| DOCUMENT EXCERPT |
== Segment start ==
The Khecheopalri Lake is one of the pious destinations of the exalted Buddhist religious pilgrimage circuit. Just like the Kartok Lake, the Khecheopalri Lake too is kept clean by the birds by immediately picking up the leaves and twigs that fall into the water. Khecheopalri Lake, along with Kanchenjunga National Park is protected from the biodiversity perspective.
According to the folk lore, the Khecheopalri Lake represents the thorax; one of the four plexus of human body. Other three are represented by Tashiding (head), Yuksom (the third eye) and Pemayangtse (the heart). This lake is also believed to be the footprint of Goddess Tara Jestum Dolma. Natives also say that Guru Padmasambhava evangelized sixty-four yoginis at this place. The holy Khecheopalri Lake situated in the pristine natural surroundings, rich with variety of flora and fauna beckons thousands of devotees as well as nature lovers. Every year in the month of Maghe Purne (March or April), a big religious festival is organized for two days. A large number of devotees from Sikkim, Nepal and Bhutan arrive here and offer Naivedya to the sacred wish fulfilling lake. They also carry the lake water as a Tirtha Prasad. Pilgrims believe that Lord Shiva resides in the lake and performs perpetual meditation. Chho-Tsho is the harvest festival celebrated in the month of October here.
== Segment end ==
| INPUT DATA |
== Segment start ==
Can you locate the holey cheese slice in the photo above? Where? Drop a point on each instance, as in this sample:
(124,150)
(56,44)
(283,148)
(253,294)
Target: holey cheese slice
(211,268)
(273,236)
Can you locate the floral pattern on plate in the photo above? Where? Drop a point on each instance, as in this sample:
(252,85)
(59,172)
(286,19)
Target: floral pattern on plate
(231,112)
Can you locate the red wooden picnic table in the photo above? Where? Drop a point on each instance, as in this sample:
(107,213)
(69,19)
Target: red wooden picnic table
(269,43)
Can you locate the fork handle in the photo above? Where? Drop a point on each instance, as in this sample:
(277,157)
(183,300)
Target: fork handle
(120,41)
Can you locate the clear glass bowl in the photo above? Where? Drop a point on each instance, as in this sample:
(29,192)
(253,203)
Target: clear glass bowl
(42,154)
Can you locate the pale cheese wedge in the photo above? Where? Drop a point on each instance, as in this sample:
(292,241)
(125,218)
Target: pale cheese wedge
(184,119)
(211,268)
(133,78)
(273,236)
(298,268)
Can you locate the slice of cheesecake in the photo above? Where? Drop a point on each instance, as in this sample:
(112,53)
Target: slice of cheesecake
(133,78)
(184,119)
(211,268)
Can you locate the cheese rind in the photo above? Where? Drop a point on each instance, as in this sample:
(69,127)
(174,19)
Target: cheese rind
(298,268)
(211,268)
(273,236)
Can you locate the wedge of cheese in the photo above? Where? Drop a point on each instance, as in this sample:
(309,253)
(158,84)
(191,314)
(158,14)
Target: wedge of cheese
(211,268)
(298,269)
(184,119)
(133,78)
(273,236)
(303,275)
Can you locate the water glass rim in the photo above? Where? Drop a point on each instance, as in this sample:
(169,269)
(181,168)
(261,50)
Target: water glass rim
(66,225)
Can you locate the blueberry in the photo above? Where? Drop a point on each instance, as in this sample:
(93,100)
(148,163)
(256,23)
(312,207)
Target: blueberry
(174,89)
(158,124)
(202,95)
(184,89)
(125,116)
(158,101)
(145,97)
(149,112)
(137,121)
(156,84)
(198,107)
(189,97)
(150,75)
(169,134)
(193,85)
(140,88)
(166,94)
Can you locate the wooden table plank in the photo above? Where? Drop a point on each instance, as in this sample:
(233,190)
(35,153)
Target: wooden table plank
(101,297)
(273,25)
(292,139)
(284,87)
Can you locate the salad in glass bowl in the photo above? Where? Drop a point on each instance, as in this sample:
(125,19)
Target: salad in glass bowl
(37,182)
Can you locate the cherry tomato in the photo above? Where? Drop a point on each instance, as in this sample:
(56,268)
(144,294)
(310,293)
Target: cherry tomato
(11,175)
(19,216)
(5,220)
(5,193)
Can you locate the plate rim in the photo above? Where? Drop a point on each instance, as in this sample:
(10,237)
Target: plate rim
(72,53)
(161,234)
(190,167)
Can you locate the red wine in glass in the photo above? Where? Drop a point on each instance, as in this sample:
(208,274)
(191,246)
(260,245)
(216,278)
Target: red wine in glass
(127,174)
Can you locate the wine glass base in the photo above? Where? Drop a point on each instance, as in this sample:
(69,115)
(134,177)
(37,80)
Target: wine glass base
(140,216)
== Segment end ==
== Segment start ==
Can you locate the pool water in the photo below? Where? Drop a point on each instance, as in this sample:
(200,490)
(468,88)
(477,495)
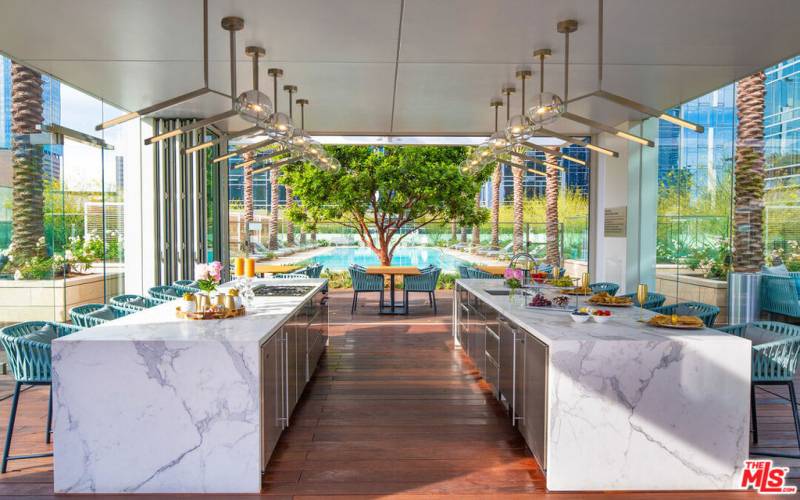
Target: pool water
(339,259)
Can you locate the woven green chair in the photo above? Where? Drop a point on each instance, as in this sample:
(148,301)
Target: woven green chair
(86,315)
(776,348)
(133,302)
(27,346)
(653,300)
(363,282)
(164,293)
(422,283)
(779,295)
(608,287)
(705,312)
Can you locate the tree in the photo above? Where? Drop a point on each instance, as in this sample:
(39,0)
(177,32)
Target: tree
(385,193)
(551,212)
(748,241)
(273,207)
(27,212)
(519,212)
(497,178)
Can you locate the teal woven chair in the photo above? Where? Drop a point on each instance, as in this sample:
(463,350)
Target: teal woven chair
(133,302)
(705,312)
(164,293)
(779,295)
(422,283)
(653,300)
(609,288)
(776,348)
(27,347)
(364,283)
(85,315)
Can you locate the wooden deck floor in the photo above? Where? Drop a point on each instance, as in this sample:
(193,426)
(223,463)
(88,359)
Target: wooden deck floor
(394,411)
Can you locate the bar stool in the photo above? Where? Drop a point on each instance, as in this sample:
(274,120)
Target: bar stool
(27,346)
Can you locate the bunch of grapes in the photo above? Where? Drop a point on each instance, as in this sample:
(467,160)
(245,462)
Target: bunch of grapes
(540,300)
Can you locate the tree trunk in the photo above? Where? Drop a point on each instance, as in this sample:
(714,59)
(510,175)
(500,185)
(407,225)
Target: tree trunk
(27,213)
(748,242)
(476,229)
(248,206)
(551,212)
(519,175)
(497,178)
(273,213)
== Segment end ==
| WORK ITEM A |
Answer these questions about the Khecheopalri Lake text, one line each, marked (i), (ii), (iii):
(i) What keeps the lake clean?
(ii) Which part of the human body does the lake represent in folk lore?
(iii) What harvest festival is celebrated there in October?
| WORK ITEM B |
Could you carry the Khecheopalri Lake text forward, beginning right after its final sentence?

| YOUR RESPONSE A |
(i) Birds, which immediately pick up the leaves and twigs that fall into the water.
(ii) The thorax.
(iii) Chho-Tsho.

| YOUR RESPONSE B |
Located about 9 kilometers from Yuksom towards Gerethang, Phamrong Waterfall is the highest waterfalls of Sikkim. Set in the midst of lush greenery, this waterfall cascading down the magnificent Kanchenjunga Ranges presents a transcendental spectacle especially during the rainy season. The water gushing down the rocky plateau creates an amazing vista of a play between water and rocks. Phamrong Waterfalls is a must visit place near Yuksom. Tourists capture some very good views both from the top and the bottom of the waterfalls.
Kanchenjunga National Park
Kanchenjunga National Park, now renamed as ‘Khangchendzonga National Park’ is a wildlife sanctuary and a Biosphere Reserve set up in North Sikkim district. Named after the majestic Kanchenjunga (the third highest mountain in the world) this national park is spread over the total area of about 849.5 square kilometers. Nestled at the elevation from 1,829 meters to 8,550 meters, Kanchenjunga National Park is one of the high altitude sanctuaries of the country. This national park was established on 26th August 1977. Several Lepcha tribes still reside inside the premises. The vegetation of Kanchenjunga National Park can be listed under temperate broadleaf and mixed forests where the trees like oaks, fir, birch, maple, willow, alpine grasses and shrubs and a number of medicinal plants and herbs grow.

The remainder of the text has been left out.